__Exercise details__:
An exact repetition of every entry, with no images, is the required answer.

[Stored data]
● ● ● ●

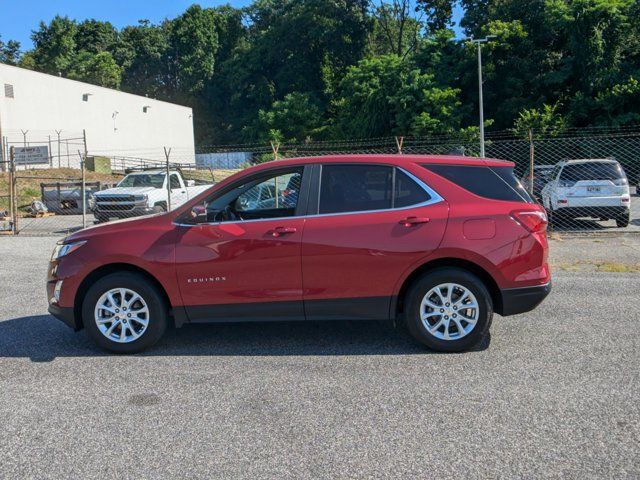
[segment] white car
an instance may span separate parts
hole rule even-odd
[[[542,189],[542,204],[556,222],[591,217],[626,227],[630,201],[627,176],[613,159],[563,160]]]

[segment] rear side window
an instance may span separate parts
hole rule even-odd
[[[392,174],[384,165],[323,165],[319,213],[391,208]]]
[[[423,165],[423,167],[480,197],[533,203],[513,174],[513,168],[510,167],[440,164]]]
[[[427,202],[431,196],[409,175],[396,168],[393,208],[409,207]]]

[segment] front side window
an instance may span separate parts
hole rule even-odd
[[[238,222],[296,215],[302,167],[264,174],[230,190],[216,192],[190,212],[190,223]]]
[[[318,213],[389,209],[392,177],[386,165],[323,165]]]
[[[118,187],[162,188],[164,173],[135,173],[124,177]]]
[[[169,178],[171,179],[171,190],[180,188],[180,179],[178,178],[178,175],[176,175],[175,173],[172,173],[171,177]]]
[[[293,172],[264,180],[242,193],[235,202],[238,212],[295,209],[302,173]]]

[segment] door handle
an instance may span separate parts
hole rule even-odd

● ● ● ●

__Task solution__:
[segment] white car
an instance may span separate parts
hole rule even-odd
[[[542,189],[542,204],[556,222],[591,217],[626,227],[630,201],[627,176],[613,159],[563,160]]]

[segment] rear side window
an instance may span separate parts
hole rule even-odd
[[[392,174],[384,165],[323,165],[319,213],[391,208]]]
[[[423,165],[423,167],[480,197],[533,203],[513,174],[513,168],[510,167],[440,164]]]
[[[427,202],[431,196],[409,175],[396,168],[393,208],[409,207]]]

[segment] front side window
an instance may span separate parts
hole rule even-odd
[[[238,222],[296,215],[302,167],[264,174],[230,190],[216,192],[190,212],[190,223]]]
[[[318,213],[389,209],[392,177],[386,165],[323,165]]]
[[[118,187],[162,188],[164,173],[135,173],[124,177]]]
[[[169,178],[171,179],[171,190],[180,188],[180,179],[178,178],[178,175],[176,175],[175,173],[172,173],[171,177]]]
[[[293,172],[264,180],[242,193],[235,202],[238,212],[295,209],[302,173]]]

[segment] door handle
an instance may span separate parts
hole rule even-odd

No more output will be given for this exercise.